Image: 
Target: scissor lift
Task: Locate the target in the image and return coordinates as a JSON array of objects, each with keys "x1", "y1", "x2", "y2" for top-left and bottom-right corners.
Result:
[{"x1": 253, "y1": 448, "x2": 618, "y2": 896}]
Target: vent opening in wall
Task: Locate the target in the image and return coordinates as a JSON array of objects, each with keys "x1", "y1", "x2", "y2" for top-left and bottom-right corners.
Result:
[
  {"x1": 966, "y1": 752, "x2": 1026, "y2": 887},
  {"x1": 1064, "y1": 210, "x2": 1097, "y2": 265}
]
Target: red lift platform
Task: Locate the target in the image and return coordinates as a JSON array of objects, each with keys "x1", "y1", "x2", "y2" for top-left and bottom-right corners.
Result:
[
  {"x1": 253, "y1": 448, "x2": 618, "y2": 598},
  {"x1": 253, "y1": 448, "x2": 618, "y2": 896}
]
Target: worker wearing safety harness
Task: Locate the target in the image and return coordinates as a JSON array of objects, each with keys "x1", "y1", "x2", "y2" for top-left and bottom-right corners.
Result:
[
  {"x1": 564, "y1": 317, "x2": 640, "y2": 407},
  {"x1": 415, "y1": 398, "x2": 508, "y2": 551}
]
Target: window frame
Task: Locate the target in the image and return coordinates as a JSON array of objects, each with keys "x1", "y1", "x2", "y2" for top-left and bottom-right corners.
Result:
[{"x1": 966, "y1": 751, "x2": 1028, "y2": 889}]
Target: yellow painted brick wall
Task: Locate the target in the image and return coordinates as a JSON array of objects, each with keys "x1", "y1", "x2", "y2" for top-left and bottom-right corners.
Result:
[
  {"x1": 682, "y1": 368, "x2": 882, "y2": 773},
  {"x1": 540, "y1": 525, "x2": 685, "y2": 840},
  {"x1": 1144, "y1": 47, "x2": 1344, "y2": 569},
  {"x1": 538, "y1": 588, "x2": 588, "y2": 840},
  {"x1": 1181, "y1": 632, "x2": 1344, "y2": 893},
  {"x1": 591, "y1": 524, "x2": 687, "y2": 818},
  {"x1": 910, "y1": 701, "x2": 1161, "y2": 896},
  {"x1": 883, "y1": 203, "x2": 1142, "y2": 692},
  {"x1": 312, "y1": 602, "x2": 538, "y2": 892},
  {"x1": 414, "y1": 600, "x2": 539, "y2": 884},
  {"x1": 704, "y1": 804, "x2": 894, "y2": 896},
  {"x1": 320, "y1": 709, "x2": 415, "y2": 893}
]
════════
Exercise details:
Reproduce the entire listing above line for line, without changing a single character.

Result of the exercise:
Image: 
Target: scissor lift
Task: Locate the target in the image and return coordinates as a JSON array of objects, each with keys "x1", "y1", "x2", "y2" for top-left and bottom-right corners.
Result:
[{"x1": 253, "y1": 448, "x2": 618, "y2": 896}]
Target: vent opening in wall
Task: Locate the target in the image and return coordinates as a JSON array of objects, each with keys "x1", "y1", "x2", "y2" for top-left and bottom-right corners.
Result:
[
  {"x1": 966, "y1": 752, "x2": 1026, "y2": 887},
  {"x1": 1064, "y1": 210, "x2": 1097, "y2": 265}
]
Target: red lift platform
Task: Locate the target in the image and return coordinates as a JSON array of objects, each with keys "x1", "y1", "x2", "y2" for top-left and bottom-right corners.
Result:
[
  {"x1": 253, "y1": 448, "x2": 618, "y2": 598},
  {"x1": 253, "y1": 448, "x2": 618, "y2": 896}
]
Target: worker wearing safety harness
Task: Locate the target in the image and return coordinates as a JSON array of objects, each with keys "x1", "y1", "x2", "y2" for top-left and bottom-right corners.
Result:
[
  {"x1": 564, "y1": 317, "x2": 640, "y2": 407},
  {"x1": 415, "y1": 398, "x2": 508, "y2": 551}
]
Target: window frame
Task: Locate the target in the image and return coordinates as a JSON array of objects, each with keys "x1", "y1", "x2", "y2" for top-left and bottom-right corners.
Result:
[{"x1": 966, "y1": 751, "x2": 1028, "y2": 889}]
Target: yellow painted brick wall
Task: Locate the target in the image and return coordinates as a JSON array of objects, each with keys "x1", "y1", "x2", "y2" for top-left and bottom-right corners.
Result:
[
  {"x1": 682, "y1": 368, "x2": 882, "y2": 773},
  {"x1": 540, "y1": 525, "x2": 685, "y2": 840},
  {"x1": 1144, "y1": 47, "x2": 1344, "y2": 569},
  {"x1": 538, "y1": 588, "x2": 588, "y2": 840},
  {"x1": 1181, "y1": 632, "x2": 1344, "y2": 893},
  {"x1": 591, "y1": 524, "x2": 687, "y2": 818},
  {"x1": 910, "y1": 701, "x2": 1161, "y2": 896},
  {"x1": 883, "y1": 203, "x2": 1142, "y2": 692},
  {"x1": 312, "y1": 602, "x2": 538, "y2": 892},
  {"x1": 414, "y1": 600, "x2": 539, "y2": 884},
  {"x1": 704, "y1": 804, "x2": 894, "y2": 896},
  {"x1": 320, "y1": 709, "x2": 415, "y2": 893}
]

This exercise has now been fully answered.